Location identification entries
◇ ◇ ◇ ◇ ◇
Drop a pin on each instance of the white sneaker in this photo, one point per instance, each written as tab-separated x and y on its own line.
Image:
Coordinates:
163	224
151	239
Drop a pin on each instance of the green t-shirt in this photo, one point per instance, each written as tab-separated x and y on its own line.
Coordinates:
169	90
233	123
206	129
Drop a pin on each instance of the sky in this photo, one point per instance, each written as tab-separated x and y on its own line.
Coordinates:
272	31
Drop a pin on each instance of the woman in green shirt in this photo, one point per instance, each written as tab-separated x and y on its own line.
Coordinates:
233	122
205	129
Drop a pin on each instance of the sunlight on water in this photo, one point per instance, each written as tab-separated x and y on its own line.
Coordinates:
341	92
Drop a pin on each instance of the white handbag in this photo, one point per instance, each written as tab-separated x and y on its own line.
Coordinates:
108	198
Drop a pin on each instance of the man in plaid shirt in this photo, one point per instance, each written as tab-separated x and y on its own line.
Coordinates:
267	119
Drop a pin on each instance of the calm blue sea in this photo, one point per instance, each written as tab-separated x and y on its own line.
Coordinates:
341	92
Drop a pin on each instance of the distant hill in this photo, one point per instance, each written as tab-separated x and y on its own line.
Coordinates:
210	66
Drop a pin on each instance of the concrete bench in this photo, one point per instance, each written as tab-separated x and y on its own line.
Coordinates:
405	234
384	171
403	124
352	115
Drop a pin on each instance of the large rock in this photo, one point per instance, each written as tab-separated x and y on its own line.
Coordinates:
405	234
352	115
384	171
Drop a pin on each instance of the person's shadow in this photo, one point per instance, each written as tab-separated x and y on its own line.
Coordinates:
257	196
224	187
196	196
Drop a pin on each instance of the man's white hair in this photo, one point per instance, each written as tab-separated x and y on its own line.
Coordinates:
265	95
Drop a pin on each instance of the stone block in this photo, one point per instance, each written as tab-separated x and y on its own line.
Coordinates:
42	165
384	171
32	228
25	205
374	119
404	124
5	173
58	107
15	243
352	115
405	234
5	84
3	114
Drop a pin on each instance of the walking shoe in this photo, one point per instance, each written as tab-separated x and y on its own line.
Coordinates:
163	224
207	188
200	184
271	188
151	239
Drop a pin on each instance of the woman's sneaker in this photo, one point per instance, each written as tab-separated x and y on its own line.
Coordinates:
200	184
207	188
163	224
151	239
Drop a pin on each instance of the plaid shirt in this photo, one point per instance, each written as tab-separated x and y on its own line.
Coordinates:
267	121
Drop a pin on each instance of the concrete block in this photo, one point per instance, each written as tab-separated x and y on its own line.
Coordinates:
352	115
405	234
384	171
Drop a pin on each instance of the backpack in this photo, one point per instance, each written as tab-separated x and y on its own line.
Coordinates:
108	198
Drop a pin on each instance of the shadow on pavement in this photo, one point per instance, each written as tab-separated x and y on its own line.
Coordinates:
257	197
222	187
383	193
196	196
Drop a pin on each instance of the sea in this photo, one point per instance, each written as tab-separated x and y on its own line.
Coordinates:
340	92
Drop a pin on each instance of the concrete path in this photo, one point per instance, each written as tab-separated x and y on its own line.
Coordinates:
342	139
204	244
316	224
◇ ◇ ◇ ◇ ◇
Transcribe exactly the line containing "Drop a pin on each instance of the plaid" and all remaining lines of the material, ending with the last one.

* ANSWER TO THE EXERCISE
Drop a pin on each instance of the plaid shirt in this photo, one point per instance, each written as tab-separated x and y on its own line.
Coordinates:
267	121
Drop a pin on each instance of the concrete block in this photo, one point per instance, each written as tab-separated x and y on its own line.
Coordinates:
352	115
405	234
384	171
Drop a pin on each instance of the backpack in this photo, one point per instance, each written as tab-separated x and y on its own line.
Coordinates:
108	198
Drop a pin on each instance of the shadow on pavement in this photo, one point per instance, each written as tab-separated x and y on its own line.
Coordinates:
257	197
222	187
383	193
196	196
Drop a pin on each instance of the sea in this photo, one point per instance, each written as tab-separated x and y on its own line.
Coordinates:
340	92
Drop a pin on each instance of the concrete path in this photo, one point per instance, each written as tab-separated x and y on its own line.
Coordinates:
342	139
204	244
316	224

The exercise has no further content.